[Objective]: Collect every line in the records below that contains the string "trousers". Case counts.

[Data in this exercise]:
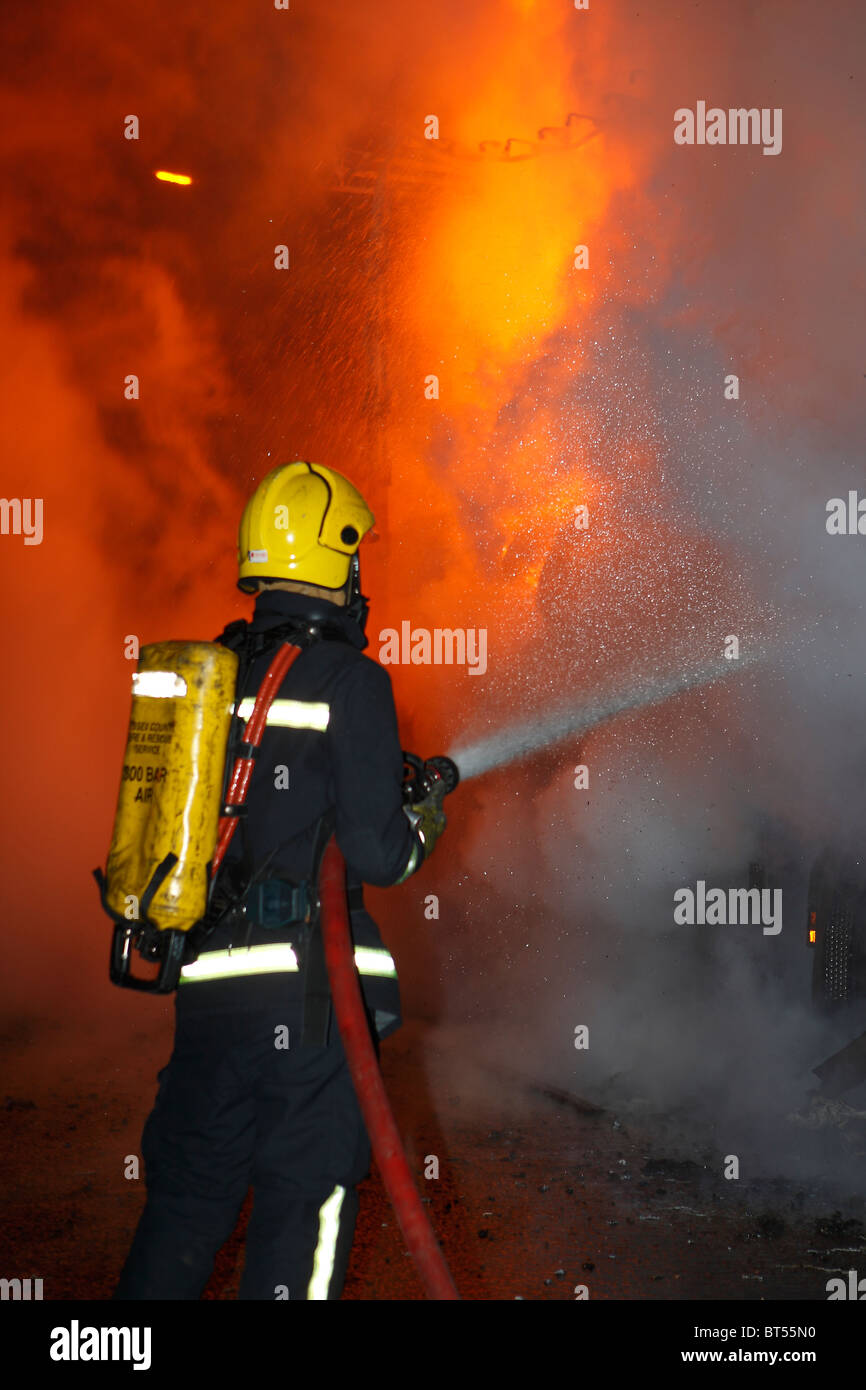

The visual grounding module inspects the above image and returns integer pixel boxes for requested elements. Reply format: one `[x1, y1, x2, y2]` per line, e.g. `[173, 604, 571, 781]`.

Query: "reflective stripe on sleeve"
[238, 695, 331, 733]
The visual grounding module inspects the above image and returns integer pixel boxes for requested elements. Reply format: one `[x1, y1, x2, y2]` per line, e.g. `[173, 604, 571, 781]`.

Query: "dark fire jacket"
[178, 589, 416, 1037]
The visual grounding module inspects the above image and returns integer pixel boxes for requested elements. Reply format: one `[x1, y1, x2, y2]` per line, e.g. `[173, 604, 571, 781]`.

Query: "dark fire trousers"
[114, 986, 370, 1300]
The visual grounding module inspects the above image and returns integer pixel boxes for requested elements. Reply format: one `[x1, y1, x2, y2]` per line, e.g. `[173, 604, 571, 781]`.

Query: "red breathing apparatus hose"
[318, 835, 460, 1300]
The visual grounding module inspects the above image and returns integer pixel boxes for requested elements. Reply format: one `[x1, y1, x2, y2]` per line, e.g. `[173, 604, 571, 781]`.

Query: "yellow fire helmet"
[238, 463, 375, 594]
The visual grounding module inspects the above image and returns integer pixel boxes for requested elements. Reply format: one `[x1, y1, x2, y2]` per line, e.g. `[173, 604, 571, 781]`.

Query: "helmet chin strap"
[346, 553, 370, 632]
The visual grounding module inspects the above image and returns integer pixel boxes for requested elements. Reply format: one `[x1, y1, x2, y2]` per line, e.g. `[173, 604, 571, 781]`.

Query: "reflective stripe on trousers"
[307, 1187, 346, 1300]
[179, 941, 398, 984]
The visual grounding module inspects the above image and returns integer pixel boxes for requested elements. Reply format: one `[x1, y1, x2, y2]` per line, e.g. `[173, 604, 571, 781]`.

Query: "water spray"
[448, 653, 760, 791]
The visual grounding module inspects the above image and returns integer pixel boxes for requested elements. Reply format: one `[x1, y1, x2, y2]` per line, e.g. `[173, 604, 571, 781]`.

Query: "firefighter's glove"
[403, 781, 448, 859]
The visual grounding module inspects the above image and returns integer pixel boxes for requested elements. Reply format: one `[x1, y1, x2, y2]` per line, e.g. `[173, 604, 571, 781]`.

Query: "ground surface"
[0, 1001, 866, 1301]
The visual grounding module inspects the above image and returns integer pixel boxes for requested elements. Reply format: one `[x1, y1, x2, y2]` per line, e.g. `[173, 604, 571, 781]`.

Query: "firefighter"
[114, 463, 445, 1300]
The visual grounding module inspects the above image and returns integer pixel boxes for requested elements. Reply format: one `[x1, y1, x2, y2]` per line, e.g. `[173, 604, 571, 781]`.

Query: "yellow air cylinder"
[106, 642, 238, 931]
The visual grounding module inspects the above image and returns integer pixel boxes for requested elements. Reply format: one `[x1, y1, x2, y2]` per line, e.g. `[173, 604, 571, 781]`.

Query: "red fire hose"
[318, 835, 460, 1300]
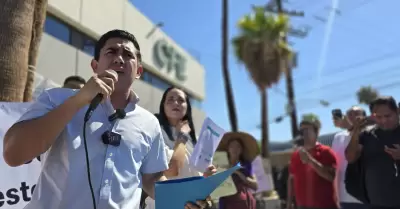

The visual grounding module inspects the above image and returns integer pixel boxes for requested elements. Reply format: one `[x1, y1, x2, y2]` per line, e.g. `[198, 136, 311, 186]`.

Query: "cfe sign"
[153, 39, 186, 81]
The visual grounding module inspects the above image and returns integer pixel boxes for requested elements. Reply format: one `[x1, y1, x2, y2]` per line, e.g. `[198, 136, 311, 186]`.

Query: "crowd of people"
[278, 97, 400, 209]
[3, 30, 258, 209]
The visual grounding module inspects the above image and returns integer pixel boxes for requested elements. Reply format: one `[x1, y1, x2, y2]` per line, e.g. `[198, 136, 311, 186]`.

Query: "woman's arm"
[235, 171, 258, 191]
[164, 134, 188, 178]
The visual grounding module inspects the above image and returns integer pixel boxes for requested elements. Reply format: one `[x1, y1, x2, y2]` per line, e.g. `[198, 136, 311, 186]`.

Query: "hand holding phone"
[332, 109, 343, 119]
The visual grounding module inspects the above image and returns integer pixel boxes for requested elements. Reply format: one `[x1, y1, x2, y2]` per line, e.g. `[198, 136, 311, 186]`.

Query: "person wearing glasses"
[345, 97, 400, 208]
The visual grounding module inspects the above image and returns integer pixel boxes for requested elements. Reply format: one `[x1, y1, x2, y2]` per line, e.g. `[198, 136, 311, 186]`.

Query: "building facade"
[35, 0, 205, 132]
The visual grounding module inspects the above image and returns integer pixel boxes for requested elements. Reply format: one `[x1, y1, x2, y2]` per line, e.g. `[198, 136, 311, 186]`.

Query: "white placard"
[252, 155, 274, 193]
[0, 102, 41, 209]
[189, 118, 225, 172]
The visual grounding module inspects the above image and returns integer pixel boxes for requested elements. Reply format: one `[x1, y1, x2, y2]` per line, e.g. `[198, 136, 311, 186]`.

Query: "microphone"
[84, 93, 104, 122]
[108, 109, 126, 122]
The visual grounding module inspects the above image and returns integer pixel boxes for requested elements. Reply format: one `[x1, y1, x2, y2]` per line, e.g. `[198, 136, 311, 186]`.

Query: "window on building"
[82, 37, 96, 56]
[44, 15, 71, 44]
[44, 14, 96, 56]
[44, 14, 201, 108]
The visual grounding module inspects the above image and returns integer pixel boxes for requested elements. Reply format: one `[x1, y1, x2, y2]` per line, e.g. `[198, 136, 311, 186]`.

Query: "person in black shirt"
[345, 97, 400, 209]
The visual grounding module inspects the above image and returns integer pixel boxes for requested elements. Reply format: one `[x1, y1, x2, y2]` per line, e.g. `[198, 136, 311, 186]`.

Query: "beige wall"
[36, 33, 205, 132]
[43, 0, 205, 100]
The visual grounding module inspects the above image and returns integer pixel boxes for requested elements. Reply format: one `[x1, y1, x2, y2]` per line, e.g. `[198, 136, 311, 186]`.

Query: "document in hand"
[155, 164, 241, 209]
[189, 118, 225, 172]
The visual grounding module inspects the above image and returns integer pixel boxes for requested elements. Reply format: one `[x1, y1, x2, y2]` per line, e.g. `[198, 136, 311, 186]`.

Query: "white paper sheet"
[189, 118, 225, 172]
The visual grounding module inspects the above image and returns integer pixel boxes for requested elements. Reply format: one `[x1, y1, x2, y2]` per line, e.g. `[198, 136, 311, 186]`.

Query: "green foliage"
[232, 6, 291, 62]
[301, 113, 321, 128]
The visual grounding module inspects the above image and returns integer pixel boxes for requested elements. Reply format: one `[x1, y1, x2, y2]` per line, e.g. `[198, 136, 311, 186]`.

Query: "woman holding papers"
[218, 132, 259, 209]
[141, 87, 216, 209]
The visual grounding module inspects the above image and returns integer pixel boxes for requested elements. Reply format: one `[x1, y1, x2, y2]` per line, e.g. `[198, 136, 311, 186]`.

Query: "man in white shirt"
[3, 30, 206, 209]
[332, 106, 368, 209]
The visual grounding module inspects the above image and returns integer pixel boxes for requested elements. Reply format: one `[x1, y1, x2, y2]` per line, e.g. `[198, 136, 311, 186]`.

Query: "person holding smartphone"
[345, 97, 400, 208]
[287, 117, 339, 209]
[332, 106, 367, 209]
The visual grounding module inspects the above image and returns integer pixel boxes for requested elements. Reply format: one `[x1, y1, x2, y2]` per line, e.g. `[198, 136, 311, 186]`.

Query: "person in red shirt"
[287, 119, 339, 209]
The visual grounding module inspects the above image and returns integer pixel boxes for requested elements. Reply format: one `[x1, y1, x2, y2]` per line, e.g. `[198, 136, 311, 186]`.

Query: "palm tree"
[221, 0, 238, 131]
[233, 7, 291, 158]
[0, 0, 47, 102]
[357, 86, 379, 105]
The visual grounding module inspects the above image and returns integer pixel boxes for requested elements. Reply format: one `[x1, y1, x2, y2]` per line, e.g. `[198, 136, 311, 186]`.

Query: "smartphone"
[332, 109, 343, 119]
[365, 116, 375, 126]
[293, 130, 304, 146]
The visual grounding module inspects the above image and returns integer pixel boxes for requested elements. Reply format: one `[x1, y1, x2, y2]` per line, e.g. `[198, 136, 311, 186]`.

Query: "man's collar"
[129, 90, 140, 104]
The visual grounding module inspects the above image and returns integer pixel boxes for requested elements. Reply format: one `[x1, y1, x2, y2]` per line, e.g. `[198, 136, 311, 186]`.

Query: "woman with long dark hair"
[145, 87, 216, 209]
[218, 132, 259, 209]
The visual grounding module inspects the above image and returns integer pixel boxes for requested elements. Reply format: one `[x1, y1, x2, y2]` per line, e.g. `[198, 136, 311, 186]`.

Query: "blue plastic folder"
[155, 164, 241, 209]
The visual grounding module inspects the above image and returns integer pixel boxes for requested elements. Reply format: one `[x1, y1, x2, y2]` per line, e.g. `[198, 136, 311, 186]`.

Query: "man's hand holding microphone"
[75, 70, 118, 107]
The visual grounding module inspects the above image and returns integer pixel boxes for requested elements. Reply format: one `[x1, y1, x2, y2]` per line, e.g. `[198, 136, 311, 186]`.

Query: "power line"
---
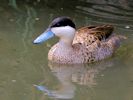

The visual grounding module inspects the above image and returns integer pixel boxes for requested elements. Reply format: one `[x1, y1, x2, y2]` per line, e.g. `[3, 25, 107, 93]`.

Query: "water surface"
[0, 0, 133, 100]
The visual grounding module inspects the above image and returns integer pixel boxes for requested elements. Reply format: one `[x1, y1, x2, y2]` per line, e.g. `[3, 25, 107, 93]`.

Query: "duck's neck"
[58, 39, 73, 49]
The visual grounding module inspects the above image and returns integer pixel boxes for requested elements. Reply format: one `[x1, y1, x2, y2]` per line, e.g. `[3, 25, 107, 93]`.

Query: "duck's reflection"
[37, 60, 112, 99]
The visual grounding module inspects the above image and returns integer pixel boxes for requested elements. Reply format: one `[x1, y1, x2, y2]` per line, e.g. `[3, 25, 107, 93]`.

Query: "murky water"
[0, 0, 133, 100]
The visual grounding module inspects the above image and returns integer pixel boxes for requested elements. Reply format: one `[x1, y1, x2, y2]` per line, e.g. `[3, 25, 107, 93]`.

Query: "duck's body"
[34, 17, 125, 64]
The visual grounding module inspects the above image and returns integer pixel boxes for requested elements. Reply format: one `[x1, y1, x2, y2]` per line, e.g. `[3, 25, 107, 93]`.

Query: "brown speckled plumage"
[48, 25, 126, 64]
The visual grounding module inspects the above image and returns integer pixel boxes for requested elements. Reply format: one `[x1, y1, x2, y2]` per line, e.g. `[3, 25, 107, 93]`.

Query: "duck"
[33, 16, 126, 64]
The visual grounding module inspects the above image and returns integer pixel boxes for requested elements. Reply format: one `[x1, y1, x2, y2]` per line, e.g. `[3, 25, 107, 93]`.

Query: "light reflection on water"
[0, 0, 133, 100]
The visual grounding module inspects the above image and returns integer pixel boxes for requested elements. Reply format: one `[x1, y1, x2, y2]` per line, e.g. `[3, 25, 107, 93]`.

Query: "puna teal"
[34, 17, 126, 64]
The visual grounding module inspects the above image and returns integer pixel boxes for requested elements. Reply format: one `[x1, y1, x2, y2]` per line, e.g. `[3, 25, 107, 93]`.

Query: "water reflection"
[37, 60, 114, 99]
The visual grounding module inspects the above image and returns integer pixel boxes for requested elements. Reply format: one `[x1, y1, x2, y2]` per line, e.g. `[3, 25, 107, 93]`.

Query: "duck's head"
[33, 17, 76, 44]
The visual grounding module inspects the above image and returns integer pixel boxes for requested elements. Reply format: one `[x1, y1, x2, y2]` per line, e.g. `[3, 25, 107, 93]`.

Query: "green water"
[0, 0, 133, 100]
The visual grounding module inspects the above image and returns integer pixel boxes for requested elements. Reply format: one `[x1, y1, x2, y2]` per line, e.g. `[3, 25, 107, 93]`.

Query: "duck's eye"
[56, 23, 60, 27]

[The completed task]:
Query: "dark fire trousers"
Query: "reflective stripe on trousers"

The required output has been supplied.